## Job
Starting at the line that contains "Check that each instance of the black", copy each line through the final one exactly as written.

## Source records
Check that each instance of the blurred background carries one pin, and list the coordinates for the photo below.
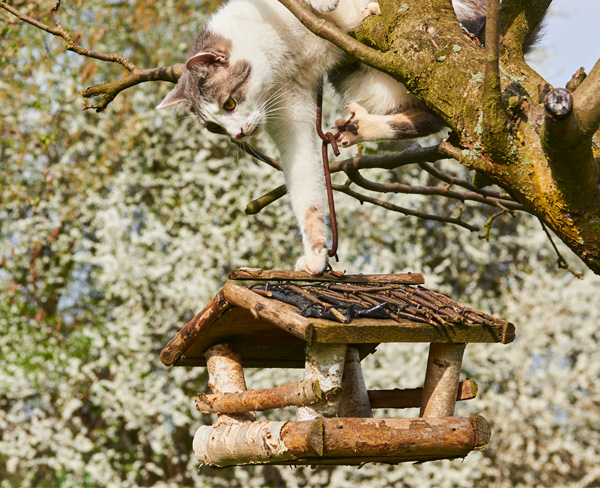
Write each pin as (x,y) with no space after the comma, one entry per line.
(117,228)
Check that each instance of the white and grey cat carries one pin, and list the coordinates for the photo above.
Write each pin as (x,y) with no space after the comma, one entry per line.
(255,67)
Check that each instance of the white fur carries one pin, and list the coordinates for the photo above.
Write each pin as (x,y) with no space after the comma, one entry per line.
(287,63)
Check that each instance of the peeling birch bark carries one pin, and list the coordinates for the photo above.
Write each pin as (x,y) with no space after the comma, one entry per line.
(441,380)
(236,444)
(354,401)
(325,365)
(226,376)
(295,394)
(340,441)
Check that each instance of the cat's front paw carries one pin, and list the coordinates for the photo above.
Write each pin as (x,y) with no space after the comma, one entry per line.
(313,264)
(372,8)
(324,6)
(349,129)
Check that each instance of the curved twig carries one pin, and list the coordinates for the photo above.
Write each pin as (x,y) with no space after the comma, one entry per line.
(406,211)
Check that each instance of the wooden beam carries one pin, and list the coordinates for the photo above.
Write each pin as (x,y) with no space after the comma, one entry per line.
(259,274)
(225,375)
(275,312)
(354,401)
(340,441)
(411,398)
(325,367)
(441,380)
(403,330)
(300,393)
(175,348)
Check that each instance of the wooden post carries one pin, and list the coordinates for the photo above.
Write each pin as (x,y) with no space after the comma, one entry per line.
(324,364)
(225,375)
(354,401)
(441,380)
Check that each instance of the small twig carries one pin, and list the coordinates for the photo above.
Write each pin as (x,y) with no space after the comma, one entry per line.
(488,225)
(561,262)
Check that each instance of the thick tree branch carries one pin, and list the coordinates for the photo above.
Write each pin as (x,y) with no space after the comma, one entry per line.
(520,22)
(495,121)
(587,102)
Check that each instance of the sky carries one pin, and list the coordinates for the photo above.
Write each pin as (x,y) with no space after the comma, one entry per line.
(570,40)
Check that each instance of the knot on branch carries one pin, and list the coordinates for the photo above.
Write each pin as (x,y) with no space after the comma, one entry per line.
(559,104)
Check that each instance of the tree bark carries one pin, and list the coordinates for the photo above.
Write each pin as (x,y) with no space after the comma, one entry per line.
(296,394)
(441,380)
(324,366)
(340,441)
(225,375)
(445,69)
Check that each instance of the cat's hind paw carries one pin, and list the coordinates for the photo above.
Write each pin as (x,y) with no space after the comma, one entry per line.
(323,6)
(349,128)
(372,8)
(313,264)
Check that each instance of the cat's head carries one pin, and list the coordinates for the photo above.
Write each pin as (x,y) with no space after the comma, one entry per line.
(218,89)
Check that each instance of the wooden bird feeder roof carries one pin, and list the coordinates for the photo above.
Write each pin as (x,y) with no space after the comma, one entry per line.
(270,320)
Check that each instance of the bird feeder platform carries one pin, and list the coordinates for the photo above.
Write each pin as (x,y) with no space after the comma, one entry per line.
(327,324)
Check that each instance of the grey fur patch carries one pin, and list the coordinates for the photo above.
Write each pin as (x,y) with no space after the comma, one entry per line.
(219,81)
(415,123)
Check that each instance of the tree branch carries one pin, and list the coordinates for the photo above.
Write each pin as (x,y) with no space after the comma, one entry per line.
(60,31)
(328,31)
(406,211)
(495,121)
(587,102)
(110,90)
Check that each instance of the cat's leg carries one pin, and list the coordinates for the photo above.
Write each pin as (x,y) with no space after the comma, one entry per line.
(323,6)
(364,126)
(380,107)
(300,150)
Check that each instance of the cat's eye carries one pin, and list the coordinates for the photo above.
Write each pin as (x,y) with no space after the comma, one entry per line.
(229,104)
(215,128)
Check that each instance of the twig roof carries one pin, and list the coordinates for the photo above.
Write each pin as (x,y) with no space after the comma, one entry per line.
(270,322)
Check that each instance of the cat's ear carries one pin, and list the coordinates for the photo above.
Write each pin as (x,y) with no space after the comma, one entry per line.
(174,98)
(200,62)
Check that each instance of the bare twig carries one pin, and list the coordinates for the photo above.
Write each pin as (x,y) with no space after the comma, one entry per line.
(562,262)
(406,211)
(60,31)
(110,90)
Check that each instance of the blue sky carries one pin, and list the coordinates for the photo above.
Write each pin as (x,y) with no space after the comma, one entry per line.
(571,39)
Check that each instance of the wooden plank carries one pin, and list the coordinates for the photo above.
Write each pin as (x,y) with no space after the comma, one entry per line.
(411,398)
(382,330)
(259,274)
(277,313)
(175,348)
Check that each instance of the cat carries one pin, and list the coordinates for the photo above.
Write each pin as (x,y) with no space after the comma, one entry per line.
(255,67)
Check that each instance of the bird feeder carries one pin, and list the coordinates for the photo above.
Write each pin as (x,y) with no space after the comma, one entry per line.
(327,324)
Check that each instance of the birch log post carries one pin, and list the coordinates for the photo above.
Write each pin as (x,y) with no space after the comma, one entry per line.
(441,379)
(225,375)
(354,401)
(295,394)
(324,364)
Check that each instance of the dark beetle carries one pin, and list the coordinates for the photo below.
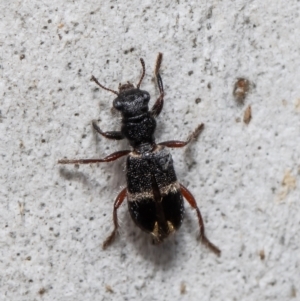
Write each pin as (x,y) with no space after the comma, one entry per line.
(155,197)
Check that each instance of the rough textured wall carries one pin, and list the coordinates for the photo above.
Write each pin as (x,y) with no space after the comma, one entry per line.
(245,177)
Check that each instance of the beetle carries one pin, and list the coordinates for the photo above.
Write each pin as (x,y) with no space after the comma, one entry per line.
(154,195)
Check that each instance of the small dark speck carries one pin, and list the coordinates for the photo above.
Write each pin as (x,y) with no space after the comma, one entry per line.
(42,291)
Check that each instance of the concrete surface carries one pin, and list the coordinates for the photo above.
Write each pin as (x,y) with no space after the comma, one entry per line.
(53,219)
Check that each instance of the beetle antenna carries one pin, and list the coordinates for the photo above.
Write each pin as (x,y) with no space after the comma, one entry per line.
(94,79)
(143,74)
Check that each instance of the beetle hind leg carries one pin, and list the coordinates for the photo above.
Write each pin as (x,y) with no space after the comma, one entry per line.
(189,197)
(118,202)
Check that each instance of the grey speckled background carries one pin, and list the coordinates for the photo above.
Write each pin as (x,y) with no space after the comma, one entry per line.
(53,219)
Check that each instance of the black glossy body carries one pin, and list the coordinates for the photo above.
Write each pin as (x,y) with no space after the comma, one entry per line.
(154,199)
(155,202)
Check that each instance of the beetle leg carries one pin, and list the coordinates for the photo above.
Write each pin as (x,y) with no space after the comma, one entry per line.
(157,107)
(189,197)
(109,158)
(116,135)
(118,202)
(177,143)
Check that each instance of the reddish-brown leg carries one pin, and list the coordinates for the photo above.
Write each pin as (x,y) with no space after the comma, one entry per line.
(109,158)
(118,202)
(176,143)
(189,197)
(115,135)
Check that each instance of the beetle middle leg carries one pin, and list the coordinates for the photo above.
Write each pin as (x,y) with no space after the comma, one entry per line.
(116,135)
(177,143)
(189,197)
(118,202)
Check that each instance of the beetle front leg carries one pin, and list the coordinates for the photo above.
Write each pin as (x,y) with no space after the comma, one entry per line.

## Task output
Check that each instance of the black glossy body carries one pin, and list the coordinates for the photo above.
Write each pin as (x,y) with no space after the comma, one entry per line.
(154,199)
(155,202)
Check that each instance of the beetle leg carries one pin, and list the coordinates for the photo above.
Write each pin as (x,y) with no space after the comma, one entry per line.
(157,107)
(189,197)
(109,158)
(116,135)
(118,202)
(177,143)
Check that each instance of the reddish-brown leg carries one pin, and list the coordinates for the photo above.
Write each pin as (x,y) with no space after the comma, one entry per line.
(109,158)
(118,202)
(176,143)
(189,197)
(115,135)
Check that each instance of the beetle middle leg carries one pin, and list the coordinates for the photo above.
Write each pin as (x,y) with no space after the comma, one entry per line.
(116,135)
(177,143)
(189,197)
(118,202)
Check that each instance of the beetle front leg carries one pin, and list the coordinates for the photo above.
Write each pin as (x,y) with no space after the comma, one entry per line.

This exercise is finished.